What is expected:
Give the number of lines in the data that hold the word "side", and nothing else.

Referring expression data

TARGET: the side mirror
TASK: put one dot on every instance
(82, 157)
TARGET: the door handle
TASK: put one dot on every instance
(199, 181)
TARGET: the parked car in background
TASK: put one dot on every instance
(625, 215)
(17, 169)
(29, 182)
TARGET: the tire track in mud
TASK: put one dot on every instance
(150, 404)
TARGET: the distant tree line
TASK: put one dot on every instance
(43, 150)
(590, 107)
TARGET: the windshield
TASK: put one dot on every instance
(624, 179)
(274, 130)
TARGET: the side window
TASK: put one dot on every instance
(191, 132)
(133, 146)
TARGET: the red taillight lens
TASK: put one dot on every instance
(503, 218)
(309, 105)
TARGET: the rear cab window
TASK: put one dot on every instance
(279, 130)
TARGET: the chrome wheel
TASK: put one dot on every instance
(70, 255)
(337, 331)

Solution to the exercise:
2